VT: Yes, when my aunt married, my aunt married, had five kids but she also had two or three she had–she had a stillborn baby that died and then two other miscarriages. So my cousin, so when she died, my father told my mother, Martha, you need to go to Connecticut. Gary needs your help. If you hit the five kids, you know, and Marty was just going into his senior year. He, he was a nice serg– in Rhode– at Providence, Rhode Island. Okay. But I mean, they were from Bridgeport, Connecticut at that time. Okay. The one boy and the three girls– four girls. Okay. So my mother used to take me up there by car and she would stay for a while then she come home. Okay. And, but then to the old Phoebe Snow train every summer. School is out for two months. Yeah, right to Connecticut. Okay, so it was actually my mother and my brother stayed home. My mother would not leave. She felt she could not get rid of the house. That was Bob's house, you know, her husband’s and that means she just was not going to give it up. She felt that was her place. And she– now if she was here today she tell you too– because later in life, she was used say I made a very bad mistake. I had opportunity to get remarried. And she felt, just told them no. Okay, and she says, I probably should– I would have made it– life a lot easier for you and your brother. And probably for me too, but she just felt at that time. No. Then she got to the point she thought she was getting too old to get married. She died young. She was only fifty-eight years old when my mother died. There was a big age difference between them too.

JK: That is interesting.

VT: Yeah.

JK: Um, growing up did you guys celebrate as a family Armenian Christmas or–

VT: We did both.

JK: Oh both okay.

VT: We would go to the Armenian Church. Yeah.

JK: And did you go to the Armenian Church when they did have service or when you could?

VT: Yeah, I did not go to a Catholic or you know, when we did not have church the Kradjians who lived on Shore Street here on the west side, right down [inaudible] Boulevard. Yeah, you know, there is the Baptist church there. [laughs] So when we–they used to go over there for parties with the Kradjians, okay, and the Rejebian– all the Hadjincis, okay? They would send us kids from church to the Baptist Church. Oh, my god if my brother was alive here today I got to ask my sister I just think she still got– he won a Bible for perfect attendance.

JK: Oh my gosh that is funny.

VT: Yeah.

JK: That is funny.

VT: My mother was very strict about going to church she wanted us to go to church real bad whether it was a–

JK: The Armenian Church?

※ ※ ※

▶ [Given instruction A]: List every line of the records that contains the string "wooden".

▶ [Provided material]:
※ ※ ※

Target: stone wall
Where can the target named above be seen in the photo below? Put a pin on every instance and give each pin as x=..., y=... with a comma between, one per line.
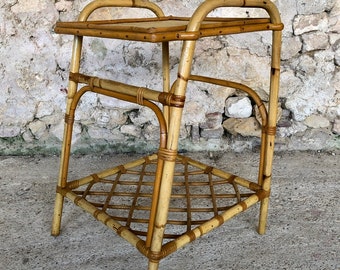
x=34, y=71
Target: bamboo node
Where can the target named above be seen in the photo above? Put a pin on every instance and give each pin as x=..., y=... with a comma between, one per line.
x=74, y=184
x=270, y=130
x=220, y=219
x=122, y=169
x=167, y=154
x=69, y=119
x=121, y=229
x=74, y=77
x=192, y=236
x=77, y=201
x=96, y=213
x=95, y=178
x=262, y=194
x=140, y=96
x=243, y=205
x=170, y=99
x=208, y=169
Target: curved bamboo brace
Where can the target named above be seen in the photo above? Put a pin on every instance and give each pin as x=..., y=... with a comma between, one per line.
x=87, y=11
x=207, y=6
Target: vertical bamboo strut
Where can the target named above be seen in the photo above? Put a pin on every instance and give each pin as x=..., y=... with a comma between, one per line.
x=271, y=125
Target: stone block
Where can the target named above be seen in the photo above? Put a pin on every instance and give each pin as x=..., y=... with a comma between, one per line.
x=245, y=127
x=316, y=121
x=238, y=107
x=315, y=41
x=258, y=116
x=131, y=130
x=308, y=23
x=212, y=133
x=37, y=128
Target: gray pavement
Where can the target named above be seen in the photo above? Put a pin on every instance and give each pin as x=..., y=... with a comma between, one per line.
x=303, y=228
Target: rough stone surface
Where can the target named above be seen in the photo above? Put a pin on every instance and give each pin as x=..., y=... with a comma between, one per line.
x=34, y=67
x=302, y=222
x=238, y=107
x=245, y=127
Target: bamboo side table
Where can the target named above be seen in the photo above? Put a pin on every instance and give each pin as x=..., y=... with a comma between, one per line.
x=155, y=202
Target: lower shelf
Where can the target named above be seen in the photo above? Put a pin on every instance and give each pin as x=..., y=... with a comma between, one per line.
x=199, y=194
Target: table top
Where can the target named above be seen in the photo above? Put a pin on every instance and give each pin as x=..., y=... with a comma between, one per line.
x=163, y=29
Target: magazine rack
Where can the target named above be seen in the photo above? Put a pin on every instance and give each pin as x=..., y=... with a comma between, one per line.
x=164, y=201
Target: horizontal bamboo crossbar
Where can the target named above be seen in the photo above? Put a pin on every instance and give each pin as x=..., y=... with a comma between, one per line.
x=164, y=28
x=104, y=86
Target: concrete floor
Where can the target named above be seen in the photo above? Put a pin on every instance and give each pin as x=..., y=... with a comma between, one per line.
x=303, y=227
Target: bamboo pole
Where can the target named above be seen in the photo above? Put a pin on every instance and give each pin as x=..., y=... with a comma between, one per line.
x=68, y=126
x=271, y=128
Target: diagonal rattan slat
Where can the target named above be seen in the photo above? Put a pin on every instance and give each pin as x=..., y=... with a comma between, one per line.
x=164, y=201
x=199, y=193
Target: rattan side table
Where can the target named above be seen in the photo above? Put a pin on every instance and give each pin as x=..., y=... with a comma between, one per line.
x=155, y=202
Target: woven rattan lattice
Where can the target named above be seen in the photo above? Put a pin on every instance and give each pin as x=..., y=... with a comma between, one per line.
x=199, y=193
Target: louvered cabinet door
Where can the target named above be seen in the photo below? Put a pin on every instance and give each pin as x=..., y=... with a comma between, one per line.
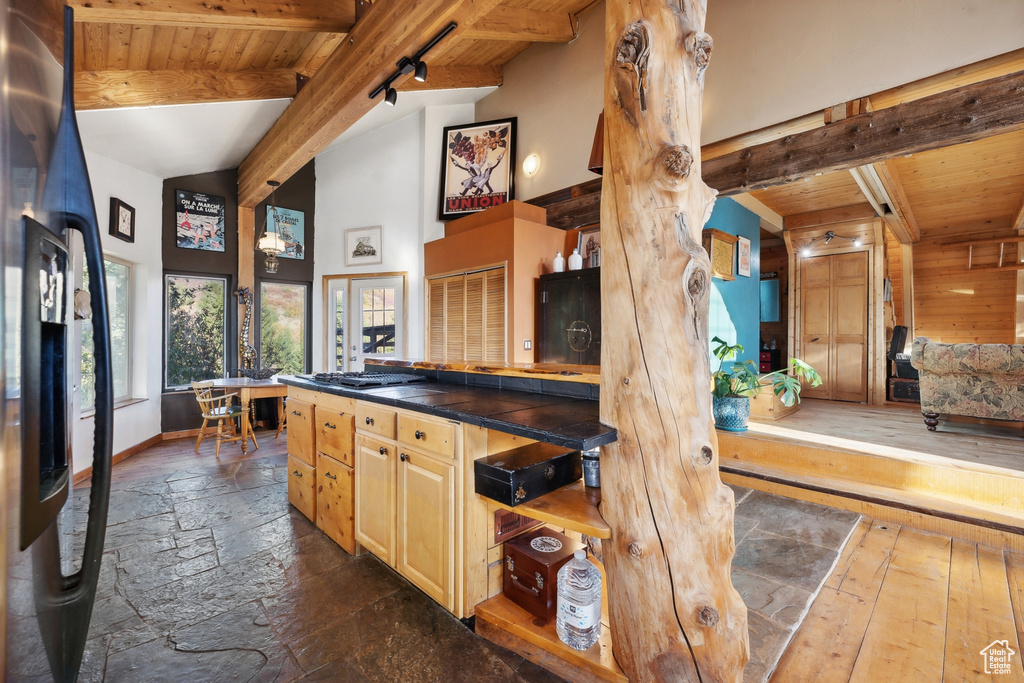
x=474, y=317
x=435, y=319
x=455, y=318
x=494, y=319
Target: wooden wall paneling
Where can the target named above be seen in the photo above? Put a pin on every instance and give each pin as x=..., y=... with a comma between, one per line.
x=816, y=313
x=955, y=305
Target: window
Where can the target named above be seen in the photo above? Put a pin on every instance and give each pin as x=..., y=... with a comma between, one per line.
x=196, y=329
x=119, y=309
x=283, y=327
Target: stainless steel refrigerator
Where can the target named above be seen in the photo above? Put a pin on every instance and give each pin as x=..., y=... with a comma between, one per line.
x=48, y=592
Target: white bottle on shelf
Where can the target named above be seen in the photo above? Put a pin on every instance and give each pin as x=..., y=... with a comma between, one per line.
x=578, y=619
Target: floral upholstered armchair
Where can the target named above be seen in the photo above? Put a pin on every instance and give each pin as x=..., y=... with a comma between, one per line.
x=976, y=380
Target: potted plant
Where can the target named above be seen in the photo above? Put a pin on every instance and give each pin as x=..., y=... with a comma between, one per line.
x=732, y=388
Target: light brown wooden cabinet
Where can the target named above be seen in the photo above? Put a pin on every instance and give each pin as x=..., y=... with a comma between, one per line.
x=406, y=497
x=335, y=508
x=301, y=439
x=425, y=542
x=375, y=461
x=302, y=486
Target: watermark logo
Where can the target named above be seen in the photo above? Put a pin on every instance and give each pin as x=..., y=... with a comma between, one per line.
x=997, y=656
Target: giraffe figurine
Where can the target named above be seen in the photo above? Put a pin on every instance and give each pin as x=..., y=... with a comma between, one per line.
x=247, y=350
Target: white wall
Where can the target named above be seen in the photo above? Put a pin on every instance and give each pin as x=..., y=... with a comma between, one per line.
x=387, y=177
x=772, y=61
x=136, y=423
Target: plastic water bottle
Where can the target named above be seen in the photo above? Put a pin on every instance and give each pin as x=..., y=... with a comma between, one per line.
x=578, y=620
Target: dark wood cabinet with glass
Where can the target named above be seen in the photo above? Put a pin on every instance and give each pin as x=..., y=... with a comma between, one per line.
x=569, y=317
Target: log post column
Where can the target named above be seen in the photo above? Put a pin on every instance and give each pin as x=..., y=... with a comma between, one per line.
x=675, y=614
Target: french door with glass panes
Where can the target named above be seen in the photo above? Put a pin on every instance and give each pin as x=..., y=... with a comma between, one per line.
x=366, y=317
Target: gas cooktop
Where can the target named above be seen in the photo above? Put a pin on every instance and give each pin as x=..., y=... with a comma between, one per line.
x=366, y=380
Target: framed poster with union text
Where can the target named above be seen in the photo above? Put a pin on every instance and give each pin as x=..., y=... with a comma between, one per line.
x=477, y=167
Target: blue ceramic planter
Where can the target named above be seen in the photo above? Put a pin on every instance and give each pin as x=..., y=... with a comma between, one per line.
x=731, y=413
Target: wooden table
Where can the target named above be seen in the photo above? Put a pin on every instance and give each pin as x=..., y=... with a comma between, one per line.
x=249, y=389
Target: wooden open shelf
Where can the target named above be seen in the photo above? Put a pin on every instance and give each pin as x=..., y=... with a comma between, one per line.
x=571, y=507
x=502, y=622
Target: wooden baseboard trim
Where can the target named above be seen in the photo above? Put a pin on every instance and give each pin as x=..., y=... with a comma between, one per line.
x=117, y=458
x=184, y=433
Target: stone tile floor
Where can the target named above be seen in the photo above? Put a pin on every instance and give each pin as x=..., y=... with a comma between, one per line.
x=210, y=575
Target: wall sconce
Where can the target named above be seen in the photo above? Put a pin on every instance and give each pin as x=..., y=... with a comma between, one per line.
x=531, y=164
x=414, y=65
x=827, y=237
x=270, y=243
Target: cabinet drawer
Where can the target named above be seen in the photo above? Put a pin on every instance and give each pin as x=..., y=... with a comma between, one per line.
x=300, y=431
x=302, y=487
x=336, y=501
x=429, y=435
x=375, y=420
x=335, y=432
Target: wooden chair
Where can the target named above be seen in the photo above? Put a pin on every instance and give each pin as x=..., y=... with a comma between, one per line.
x=219, y=409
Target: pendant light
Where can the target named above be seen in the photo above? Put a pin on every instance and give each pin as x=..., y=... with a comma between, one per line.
x=270, y=242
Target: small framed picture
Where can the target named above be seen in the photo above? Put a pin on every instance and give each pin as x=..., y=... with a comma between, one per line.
x=590, y=247
x=363, y=246
x=743, y=266
x=122, y=220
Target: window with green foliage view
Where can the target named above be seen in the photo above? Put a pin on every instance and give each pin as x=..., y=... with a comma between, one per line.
x=283, y=327
x=196, y=329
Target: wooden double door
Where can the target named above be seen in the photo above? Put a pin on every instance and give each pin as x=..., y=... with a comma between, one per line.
x=834, y=324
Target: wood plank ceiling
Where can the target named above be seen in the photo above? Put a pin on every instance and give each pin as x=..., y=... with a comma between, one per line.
x=152, y=52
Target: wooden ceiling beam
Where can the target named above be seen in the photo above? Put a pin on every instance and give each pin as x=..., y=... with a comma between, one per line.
x=842, y=214
x=316, y=15
x=110, y=89
x=446, y=78
x=1019, y=218
x=901, y=218
x=338, y=94
x=519, y=24
x=972, y=113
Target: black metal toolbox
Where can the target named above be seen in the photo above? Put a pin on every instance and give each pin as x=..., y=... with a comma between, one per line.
x=521, y=474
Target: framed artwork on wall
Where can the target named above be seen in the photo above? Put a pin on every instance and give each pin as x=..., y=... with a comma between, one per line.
x=122, y=220
x=363, y=246
x=743, y=262
x=199, y=220
x=290, y=226
x=721, y=248
x=477, y=167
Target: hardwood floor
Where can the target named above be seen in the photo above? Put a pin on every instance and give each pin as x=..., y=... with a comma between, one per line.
x=907, y=605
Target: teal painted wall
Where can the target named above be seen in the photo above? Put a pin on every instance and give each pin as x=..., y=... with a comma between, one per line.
x=735, y=305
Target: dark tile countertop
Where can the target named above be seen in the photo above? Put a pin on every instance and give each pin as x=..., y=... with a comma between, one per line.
x=561, y=420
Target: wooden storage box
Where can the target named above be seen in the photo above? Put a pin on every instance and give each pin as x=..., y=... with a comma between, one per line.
x=521, y=474
x=530, y=573
x=766, y=406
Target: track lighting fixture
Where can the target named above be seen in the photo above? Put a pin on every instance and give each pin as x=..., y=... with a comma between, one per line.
x=414, y=65
x=805, y=251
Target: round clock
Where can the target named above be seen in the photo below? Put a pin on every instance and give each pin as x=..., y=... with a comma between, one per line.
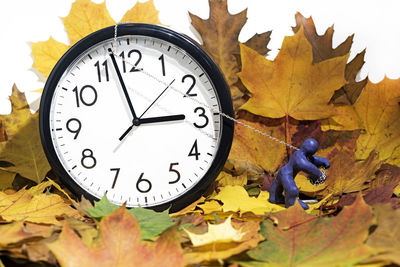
x=137, y=117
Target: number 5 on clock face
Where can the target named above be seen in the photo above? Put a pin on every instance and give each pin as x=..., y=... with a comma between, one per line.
x=137, y=118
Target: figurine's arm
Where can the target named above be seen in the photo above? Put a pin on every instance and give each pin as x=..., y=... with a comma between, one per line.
x=319, y=161
x=308, y=167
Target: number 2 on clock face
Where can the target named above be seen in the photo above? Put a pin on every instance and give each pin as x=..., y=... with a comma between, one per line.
x=154, y=162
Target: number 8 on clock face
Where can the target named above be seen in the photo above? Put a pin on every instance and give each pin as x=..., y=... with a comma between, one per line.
x=137, y=117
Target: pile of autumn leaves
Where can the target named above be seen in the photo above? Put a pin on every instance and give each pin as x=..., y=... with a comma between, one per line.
x=308, y=90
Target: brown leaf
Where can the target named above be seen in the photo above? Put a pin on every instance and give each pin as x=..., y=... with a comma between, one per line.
x=222, y=250
x=386, y=236
x=220, y=40
x=119, y=244
x=23, y=149
x=259, y=42
x=291, y=85
x=350, y=92
x=321, y=44
x=33, y=205
x=254, y=153
x=303, y=240
x=346, y=174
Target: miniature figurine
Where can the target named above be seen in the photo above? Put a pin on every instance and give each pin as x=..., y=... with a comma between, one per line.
x=301, y=160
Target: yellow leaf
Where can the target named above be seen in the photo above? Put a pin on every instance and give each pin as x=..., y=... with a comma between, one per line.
x=84, y=18
x=291, y=85
x=24, y=150
x=236, y=199
x=19, y=231
x=345, y=119
x=225, y=179
x=6, y=179
x=222, y=250
x=142, y=12
x=20, y=113
x=381, y=121
x=217, y=233
x=46, y=54
x=253, y=153
x=119, y=244
x=34, y=206
x=396, y=190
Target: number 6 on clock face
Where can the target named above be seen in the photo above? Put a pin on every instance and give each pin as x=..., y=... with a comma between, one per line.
x=137, y=117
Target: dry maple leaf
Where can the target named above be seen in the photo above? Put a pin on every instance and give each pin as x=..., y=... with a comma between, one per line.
x=303, y=240
x=22, y=150
x=217, y=233
x=236, y=199
x=322, y=50
x=346, y=174
x=19, y=231
x=84, y=18
x=220, y=40
x=222, y=246
x=381, y=121
x=33, y=205
x=254, y=153
x=291, y=85
x=119, y=245
x=386, y=236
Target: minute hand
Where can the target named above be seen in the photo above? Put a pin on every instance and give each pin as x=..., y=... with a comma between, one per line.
x=122, y=83
x=162, y=119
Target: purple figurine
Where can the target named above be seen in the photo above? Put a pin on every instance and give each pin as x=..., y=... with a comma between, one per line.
x=301, y=160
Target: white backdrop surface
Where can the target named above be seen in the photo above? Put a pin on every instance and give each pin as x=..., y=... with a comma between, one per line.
x=376, y=25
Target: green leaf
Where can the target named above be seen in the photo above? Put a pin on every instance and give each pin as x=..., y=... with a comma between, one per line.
x=151, y=223
x=102, y=208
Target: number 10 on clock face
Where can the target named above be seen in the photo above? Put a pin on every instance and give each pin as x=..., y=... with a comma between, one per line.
x=130, y=118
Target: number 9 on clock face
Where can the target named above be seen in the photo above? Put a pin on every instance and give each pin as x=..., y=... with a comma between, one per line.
x=136, y=117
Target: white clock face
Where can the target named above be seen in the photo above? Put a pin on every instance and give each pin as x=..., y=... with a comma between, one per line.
x=146, y=163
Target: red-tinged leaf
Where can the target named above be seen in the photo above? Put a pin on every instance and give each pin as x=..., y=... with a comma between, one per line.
x=304, y=240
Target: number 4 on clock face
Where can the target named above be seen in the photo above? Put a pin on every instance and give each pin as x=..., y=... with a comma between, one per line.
x=131, y=118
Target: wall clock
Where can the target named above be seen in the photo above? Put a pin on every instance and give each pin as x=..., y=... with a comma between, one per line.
x=137, y=117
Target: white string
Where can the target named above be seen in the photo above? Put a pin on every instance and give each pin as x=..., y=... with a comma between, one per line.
x=213, y=110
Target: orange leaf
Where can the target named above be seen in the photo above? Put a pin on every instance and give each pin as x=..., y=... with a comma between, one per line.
x=119, y=245
x=84, y=18
x=304, y=240
x=142, y=12
x=291, y=85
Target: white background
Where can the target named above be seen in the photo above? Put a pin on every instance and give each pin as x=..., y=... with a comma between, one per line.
x=376, y=25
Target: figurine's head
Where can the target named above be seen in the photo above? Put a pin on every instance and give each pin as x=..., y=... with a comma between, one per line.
x=309, y=146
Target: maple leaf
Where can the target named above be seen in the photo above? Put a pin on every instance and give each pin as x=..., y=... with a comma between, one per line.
x=346, y=174
x=22, y=150
x=236, y=199
x=222, y=241
x=291, y=85
x=34, y=206
x=151, y=223
x=255, y=153
x=380, y=118
x=386, y=235
x=322, y=50
x=220, y=35
x=299, y=240
x=84, y=18
x=217, y=233
x=119, y=244
x=225, y=179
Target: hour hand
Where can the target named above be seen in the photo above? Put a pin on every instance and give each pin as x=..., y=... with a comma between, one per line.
x=162, y=119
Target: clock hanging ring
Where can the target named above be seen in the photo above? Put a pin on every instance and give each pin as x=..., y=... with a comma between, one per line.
x=137, y=116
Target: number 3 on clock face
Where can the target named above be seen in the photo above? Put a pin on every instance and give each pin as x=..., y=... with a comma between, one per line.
x=137, y=118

※ ※ ※

▶ [Given instruction B]:
Answer these questions from the interview excerpt, one a line:
(i) How old was VT's mother when she died?
(ii) What train does VT mention taking to Connecticut every summer?
(iii) On which street did the Kradjians live?

▶ [Solution A]:
Target: wooden wall paneling
Target: light brown wooden cabinet
Target: wooden table
Target: wooden open shelf
Target: wooden baseboard trim
Target: wooden chair
Target: wooden double door
Target: wooden ceiling beam
Target: wooden storage box

▶ [Solution B]:
(i) Fifty-eight years old
(ii) The old Phoebe Snow train
(iii) Shore Street